**Dataset excerpts**
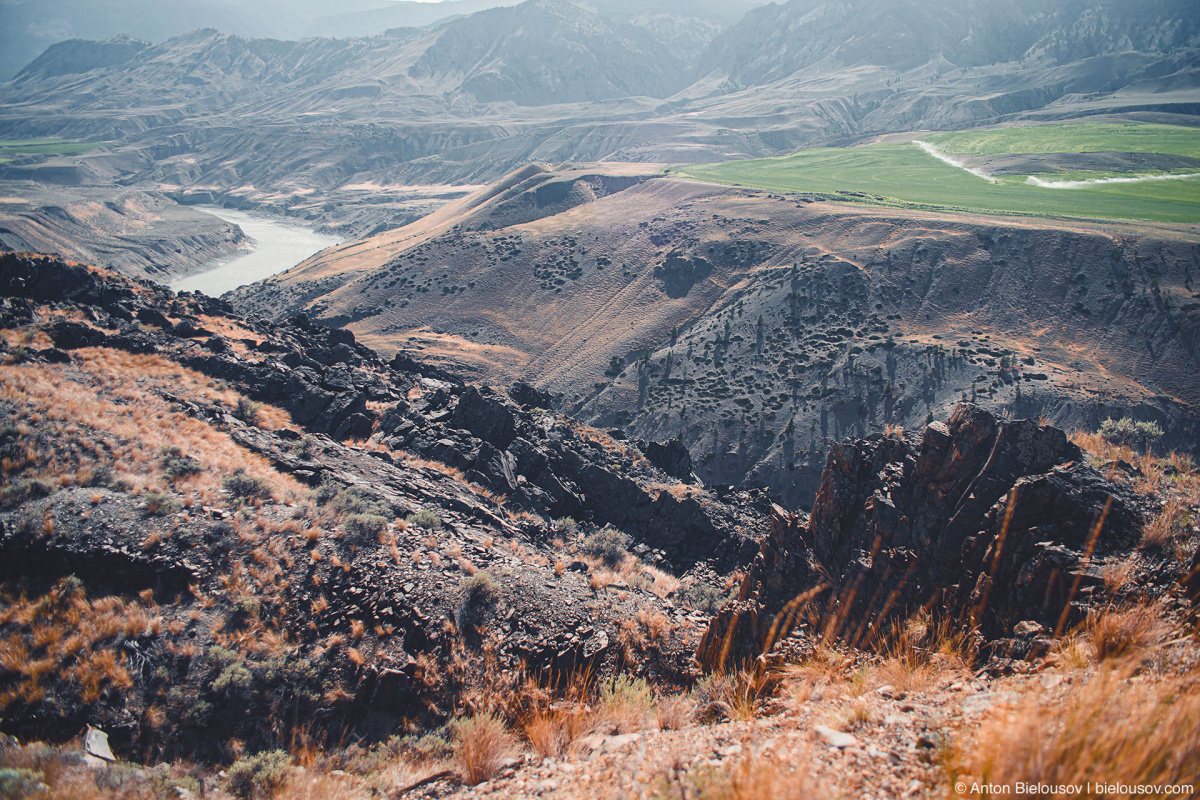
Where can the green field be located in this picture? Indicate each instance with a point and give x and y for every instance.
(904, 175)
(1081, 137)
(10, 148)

--

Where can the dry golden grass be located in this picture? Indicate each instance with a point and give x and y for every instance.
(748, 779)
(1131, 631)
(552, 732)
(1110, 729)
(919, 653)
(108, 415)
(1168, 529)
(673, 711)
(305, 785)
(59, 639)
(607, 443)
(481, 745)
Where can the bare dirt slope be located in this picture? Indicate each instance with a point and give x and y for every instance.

...

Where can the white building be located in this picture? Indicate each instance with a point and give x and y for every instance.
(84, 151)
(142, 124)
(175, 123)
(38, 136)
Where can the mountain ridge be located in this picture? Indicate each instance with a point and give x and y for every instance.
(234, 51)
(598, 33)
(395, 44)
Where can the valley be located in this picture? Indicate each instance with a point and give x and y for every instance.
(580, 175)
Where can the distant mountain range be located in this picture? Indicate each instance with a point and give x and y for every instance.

**Problem requirements**
From the listing above, output exactly the run of lines that starts with the line containing "Where can the valley" and ends with the line containing "Where can the distant".

**Response area**
Where can the valley be located in this picture? Indicate each instance with a point and give x and y for every instance.
(580, 175)
Where can the distant mountain range be located in this picture? Indicate each instance with a point and give x and y for every instance.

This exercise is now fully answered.